#### Task instructions:
Give the data again exactly, without images.

#### Extracted information:
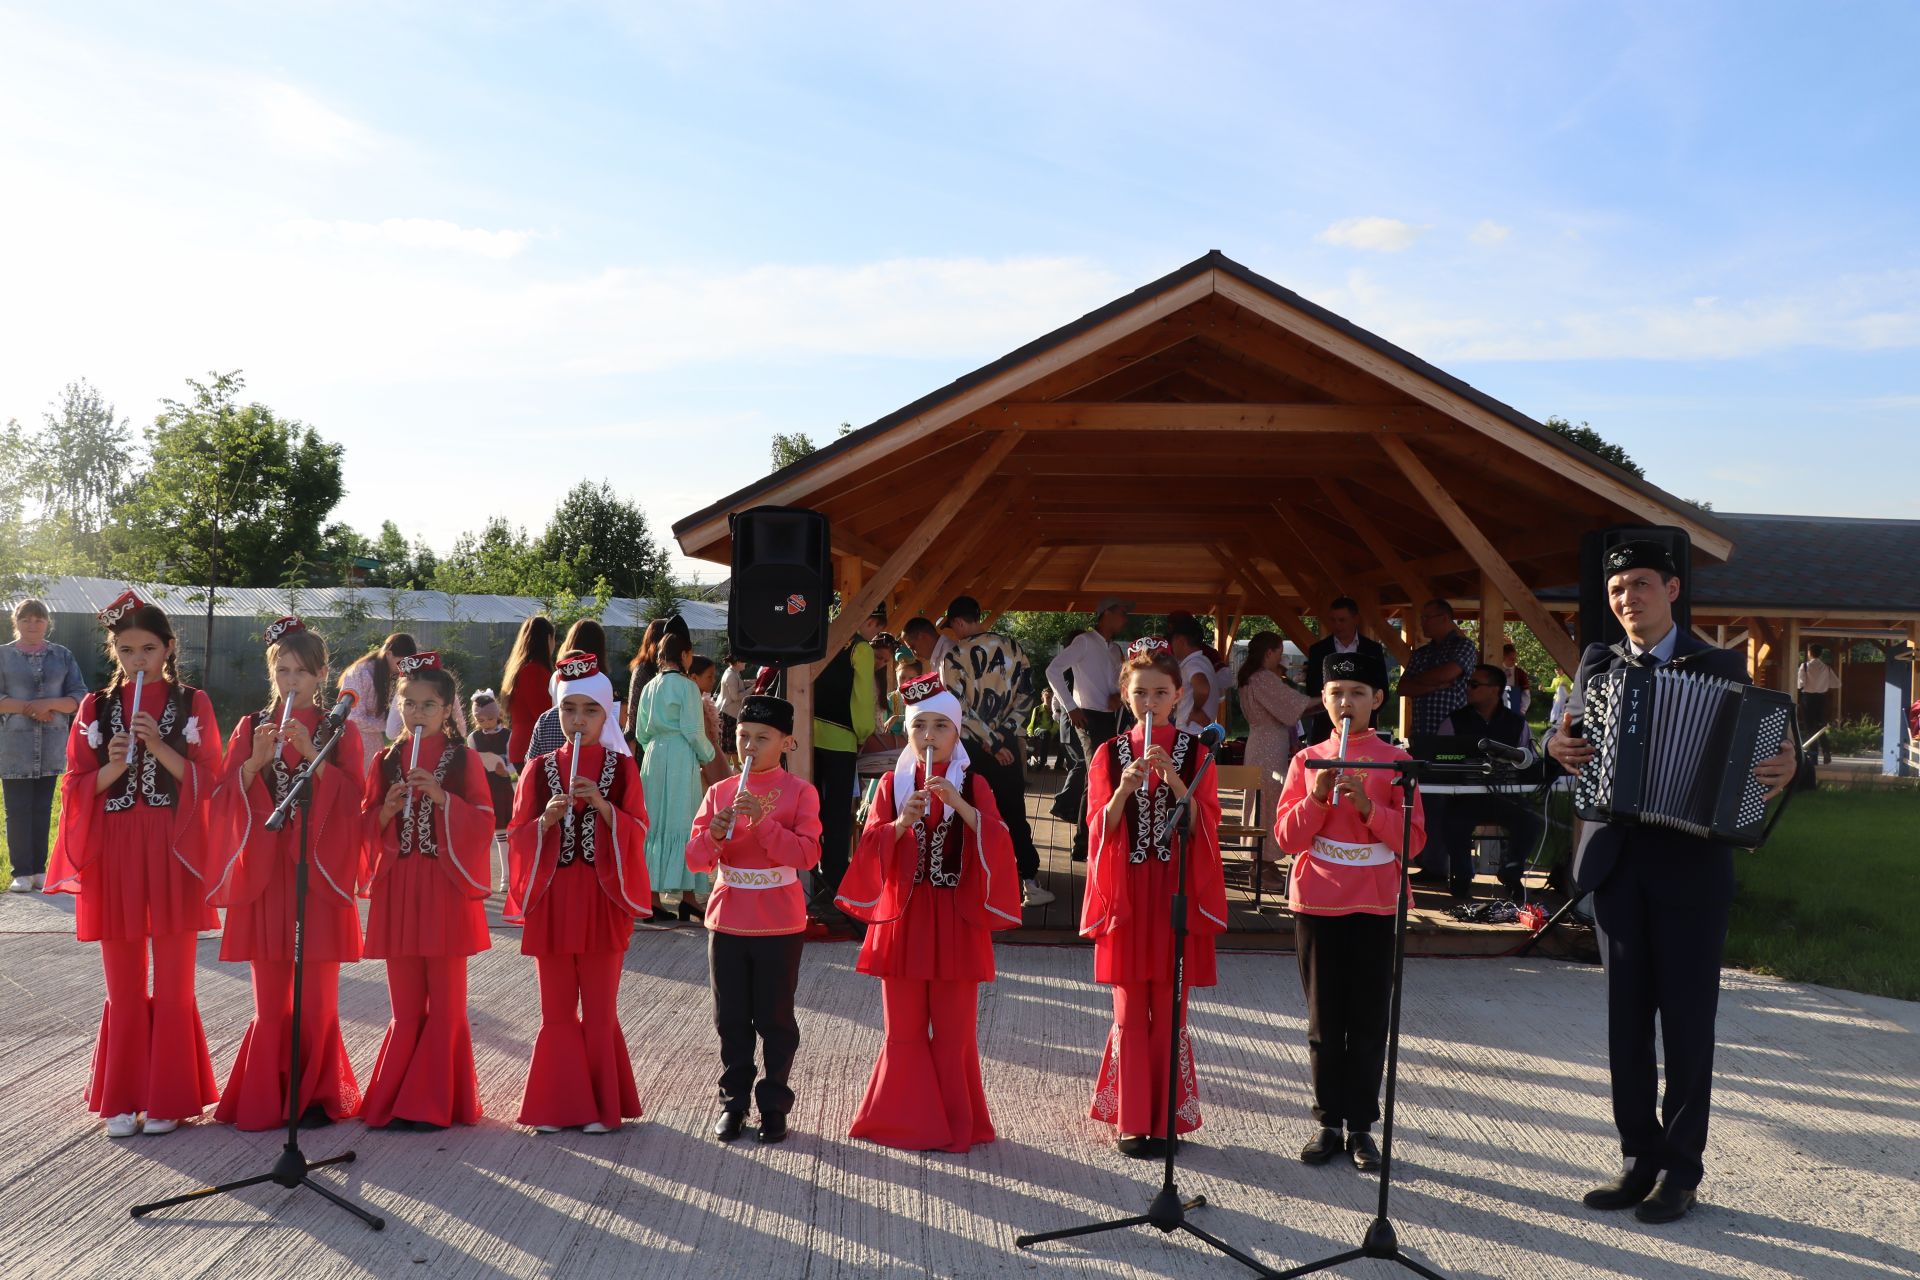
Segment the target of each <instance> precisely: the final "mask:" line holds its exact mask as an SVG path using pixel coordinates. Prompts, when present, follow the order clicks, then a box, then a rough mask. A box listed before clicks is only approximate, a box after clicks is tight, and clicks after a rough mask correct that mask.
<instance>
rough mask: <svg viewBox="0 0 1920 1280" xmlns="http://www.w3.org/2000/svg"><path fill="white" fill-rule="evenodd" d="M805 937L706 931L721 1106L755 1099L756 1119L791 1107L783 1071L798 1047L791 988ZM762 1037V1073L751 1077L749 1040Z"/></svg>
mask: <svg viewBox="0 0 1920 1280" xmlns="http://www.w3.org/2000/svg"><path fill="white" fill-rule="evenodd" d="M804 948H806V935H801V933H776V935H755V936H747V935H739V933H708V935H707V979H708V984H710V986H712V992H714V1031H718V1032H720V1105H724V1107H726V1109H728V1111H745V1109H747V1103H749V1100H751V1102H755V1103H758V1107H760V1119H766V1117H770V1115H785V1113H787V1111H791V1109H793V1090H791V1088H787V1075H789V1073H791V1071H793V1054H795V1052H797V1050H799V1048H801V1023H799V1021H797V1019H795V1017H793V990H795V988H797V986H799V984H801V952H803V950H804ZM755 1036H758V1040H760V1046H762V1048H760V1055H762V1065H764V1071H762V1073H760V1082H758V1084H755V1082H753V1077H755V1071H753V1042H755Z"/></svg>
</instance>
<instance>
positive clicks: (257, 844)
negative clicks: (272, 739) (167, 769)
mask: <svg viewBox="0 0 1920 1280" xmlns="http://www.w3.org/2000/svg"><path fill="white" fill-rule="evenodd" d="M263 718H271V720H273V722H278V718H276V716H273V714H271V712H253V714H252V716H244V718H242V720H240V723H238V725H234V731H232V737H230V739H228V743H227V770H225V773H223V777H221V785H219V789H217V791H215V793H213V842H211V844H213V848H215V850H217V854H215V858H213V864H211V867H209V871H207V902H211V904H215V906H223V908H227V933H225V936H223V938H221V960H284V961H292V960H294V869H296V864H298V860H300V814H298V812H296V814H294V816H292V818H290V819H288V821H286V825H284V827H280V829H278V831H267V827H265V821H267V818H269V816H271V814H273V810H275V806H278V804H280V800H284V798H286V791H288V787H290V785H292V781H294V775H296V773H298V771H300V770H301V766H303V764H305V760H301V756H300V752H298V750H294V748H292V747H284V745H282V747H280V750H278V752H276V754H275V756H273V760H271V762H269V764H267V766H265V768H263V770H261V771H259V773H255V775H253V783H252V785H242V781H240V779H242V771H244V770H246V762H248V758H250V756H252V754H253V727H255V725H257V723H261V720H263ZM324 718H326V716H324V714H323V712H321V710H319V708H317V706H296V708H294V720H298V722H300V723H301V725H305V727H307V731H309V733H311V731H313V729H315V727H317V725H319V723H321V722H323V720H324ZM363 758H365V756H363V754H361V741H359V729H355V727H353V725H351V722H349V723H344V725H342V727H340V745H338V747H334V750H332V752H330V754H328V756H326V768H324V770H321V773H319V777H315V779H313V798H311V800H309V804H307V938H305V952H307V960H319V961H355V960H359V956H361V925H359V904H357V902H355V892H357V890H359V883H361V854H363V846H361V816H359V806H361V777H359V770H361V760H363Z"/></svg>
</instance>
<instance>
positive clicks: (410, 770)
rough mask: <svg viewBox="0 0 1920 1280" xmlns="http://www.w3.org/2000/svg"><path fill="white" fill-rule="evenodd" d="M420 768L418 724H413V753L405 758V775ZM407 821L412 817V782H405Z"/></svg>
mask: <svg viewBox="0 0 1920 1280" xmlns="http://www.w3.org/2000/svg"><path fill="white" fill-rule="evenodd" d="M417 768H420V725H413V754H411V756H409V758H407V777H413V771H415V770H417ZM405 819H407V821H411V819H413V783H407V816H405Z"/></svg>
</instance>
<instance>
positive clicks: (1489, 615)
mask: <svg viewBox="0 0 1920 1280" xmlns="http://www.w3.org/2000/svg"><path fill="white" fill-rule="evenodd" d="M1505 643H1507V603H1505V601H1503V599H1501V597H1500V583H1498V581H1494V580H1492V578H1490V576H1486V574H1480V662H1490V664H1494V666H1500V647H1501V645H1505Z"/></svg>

#### Result below:
Segment the target of each <instance> precisely: the final "mask:" line holds its exact mask as an SVG path using pixel coordinates. Prompts, when present, follow the order clicks, then a box, then a rough mask. A box listed before clicks is only approximate, a box after clicks is tight, and clicks after a rough mask correct that mask.
<instance>
rough mask: <svg viewBox="0 0 1920 1280" xmlns="http://www.w3.org/2000/svg"><path fill="white" fill-rule="evenodd" d="M805 937L706 931L721 1106L755 1099L756 1119L791 1107L783 1071L798 1047L791 988ZM762 1037V1073L751 1077L749 1040Z"/></svg>
mask: <svg viewBox="0 0 1920 1280" xmlns="http://www.w3.org/2000/svg"><path fill="white" fill-rule="evenodd" d="M804 948H806V935H801V933H776V935H755V936H747V935H739V933H708V935H707V979H708V984H710V986H712V992H714V1031H718V1032H720V1105H724V1107H726V1109H728V1111H745V1109H747V1103H749V1100H751V1102H755V1103H758V1107H760V1119H766V1117H770V1115H785V1113H787V1111H791V1109H793V1090H791V1088H787V1075H789V1073H791V1071H793V1054H795V1052H797V1050H799V1048H801V1023H799V1021H797V1019H795V1017H793V990H795V988H797V986H799V984H801V952H803V950H804ZM755 1036H758V1040H760V1046H762V1048H760V1055H762V1065H764V1071H762V1073H760V1082H758V1084H755V1082H753V1077H755V1071H753V1042H755Z"/></svg>
</instance>
<instance>
positive clicks: (257, 844)
negative clicks: (272, 739) (167, 769)
mask: <svg viewBox="0 0 1920 1280" xmlns="http://www.w3.org/2000/svg"><path fill="white" fill-rule="evenodd" d="M263 718H271V720H273V722H278V718H276V716H273V714H271V712H253V714H252V716H244V718H242V720H240V723H238V725H234V731H232V737H230V739H228V743H227V770H225V773H223V777H221V785H219V789H217V791H215V793H213V842H211V844H213V848H215V850H217V854H215V858H213V864H211V867H209V871H207V902H211V904H215V906H223V908H227V933H225V936H223V938H221V960H284V961H292V960H294V869H296V864H298V860H300V814H298V812H296V814H294V816H292V818H290V819H288V821H286V825H284V827H280V829H278V831H267V827H265V821H267V818H269V816H271V814H273V810H275V806H278V804H280V800H284V798H286V791H288V787H290V785H292V781H294V775H296V773H298V771H300V770H301V766H303V764H305V760H301V756H300V752H298V750H294V748H292V747H284V745H282V747H280V750H278V752H276V754H275V756H273V760H271V762H269V764H267V766H265V768H263V770H261V771H259V773H255V775H253V783H252V785H242V781H240V779H242V771H244V770H246V762H248V758H250V756H252V754H253V727H255V725H257V723H261V720H263ZM324 718H326V716H324V714H323V712H321V710H319V708H317V706H296V708H294V720H298V722H300V723H301V725H305V727H307V731H309V733H311V731H313V729H315V727H317V725H319V723H321V722H323V720H324ZM363 758H365V756H363V754H361V741H359V729H355V727H353V725H351V722H349V723H344V725H342V727H340V745H338V747H334V750H332V752H330V754H328V756H326V768H324V770H321V773H319V777H315V779H313V798H311V800H309V804H307V938H305V952H307V960H319V961H355V960H359V956H361V925H359V904H357V902H355V892H357V890H359V883H361V854H363V846H361V816H359V806H361V777H359V770H361V760H363Z"/></svg>
</instance>
<instance>
positive clicks: (410, 770)
rough mask: <svg viewBox="0 0 1920 1280" xmlns="http://www.w3.org/2000/svg"><path fill="white" fill-rule="evenodd" d="M420 768L418 724H413V753L405 758V775ZM407 821L412 817V782H405Z"/></svg>
mask: <svg viewBox="0 0 1920 1280" xmlns="http://www.w3.org/2000/svg"><path fill="white" fill-rule="evenodd" d="M417 768H420V725H413V754H411V756H409V758H407V777H413V771H415V770H417ZM405 819H407V821H411V819H413V783H407V816H405Z"/></svg>
</instance>
<instance>
positive clicks: (1489, 615)
mask: <svg viewBox="0 0 1920 1280" xmlns="http://www.w3.org/2000/svg"><path fill="white" fill-rule="evenodd" d="M1505 643H1507V603H1505V601H1503V599H1501V597H1500V583H1498V581H1494V580H1492V578H1490V576H1486V574H1480V662H1490V664H1494V666H1500V647H1501V645H1505Z"/></svg>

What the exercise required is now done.